# [Task objective]
Tally how many lines in the material contain the word "machine", and reply with that number alone.

# [Task material]

☆ ☆ ☆ ☆

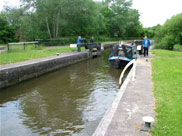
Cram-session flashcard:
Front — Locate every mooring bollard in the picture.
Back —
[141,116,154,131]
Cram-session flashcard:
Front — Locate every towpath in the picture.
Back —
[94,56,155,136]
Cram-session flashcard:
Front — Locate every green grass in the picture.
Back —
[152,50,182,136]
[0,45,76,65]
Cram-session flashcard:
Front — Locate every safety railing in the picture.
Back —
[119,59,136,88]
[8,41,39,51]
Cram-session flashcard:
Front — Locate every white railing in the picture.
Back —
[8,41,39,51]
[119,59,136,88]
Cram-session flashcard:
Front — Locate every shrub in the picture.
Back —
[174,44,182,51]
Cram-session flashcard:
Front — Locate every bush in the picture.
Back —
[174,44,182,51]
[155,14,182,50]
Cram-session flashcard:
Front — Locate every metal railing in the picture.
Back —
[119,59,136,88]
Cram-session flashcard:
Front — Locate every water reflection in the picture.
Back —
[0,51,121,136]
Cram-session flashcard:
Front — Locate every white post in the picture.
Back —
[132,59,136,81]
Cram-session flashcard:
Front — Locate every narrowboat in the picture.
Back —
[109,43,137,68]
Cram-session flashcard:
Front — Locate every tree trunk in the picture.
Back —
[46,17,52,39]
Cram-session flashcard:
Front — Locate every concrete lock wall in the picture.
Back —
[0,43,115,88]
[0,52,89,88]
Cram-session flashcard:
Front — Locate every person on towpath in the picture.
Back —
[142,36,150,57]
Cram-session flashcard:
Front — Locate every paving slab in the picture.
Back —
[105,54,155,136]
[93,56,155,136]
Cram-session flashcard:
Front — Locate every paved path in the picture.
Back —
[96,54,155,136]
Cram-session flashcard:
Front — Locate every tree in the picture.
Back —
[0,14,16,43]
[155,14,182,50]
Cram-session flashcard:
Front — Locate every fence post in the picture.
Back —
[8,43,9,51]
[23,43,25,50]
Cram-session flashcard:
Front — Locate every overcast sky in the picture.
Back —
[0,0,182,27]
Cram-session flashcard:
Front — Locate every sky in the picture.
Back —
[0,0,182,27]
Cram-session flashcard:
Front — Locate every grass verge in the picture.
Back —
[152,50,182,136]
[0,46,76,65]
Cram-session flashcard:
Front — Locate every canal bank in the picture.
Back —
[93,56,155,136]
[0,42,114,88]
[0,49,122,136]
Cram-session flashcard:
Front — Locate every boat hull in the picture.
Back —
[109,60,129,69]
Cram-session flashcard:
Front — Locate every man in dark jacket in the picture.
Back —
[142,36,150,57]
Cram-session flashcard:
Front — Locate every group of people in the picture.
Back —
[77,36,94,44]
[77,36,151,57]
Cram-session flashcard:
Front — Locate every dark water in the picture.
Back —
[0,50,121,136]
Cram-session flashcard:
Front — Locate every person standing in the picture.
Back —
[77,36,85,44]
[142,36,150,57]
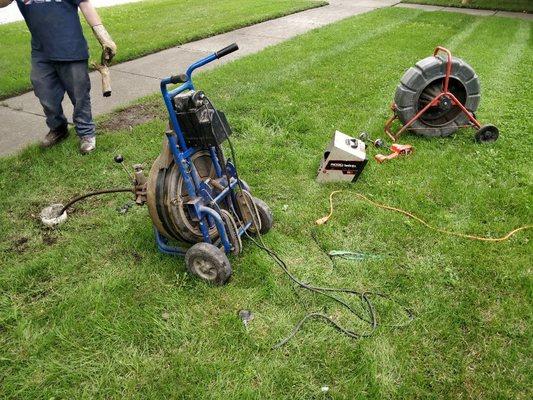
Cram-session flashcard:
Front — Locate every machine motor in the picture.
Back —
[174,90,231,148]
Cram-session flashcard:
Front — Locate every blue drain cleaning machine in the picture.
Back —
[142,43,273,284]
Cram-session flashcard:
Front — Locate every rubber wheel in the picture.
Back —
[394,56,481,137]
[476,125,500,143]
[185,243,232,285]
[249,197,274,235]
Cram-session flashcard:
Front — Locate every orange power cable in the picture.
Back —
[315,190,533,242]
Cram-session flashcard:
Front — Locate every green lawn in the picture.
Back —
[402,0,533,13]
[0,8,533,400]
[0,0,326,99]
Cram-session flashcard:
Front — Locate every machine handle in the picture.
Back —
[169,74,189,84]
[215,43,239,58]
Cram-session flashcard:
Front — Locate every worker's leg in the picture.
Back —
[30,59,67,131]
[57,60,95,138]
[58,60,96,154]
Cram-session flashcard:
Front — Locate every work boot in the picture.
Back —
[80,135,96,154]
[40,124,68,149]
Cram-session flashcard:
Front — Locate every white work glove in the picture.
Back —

☆ ☆ ☆ ☆

# [Expected output]
3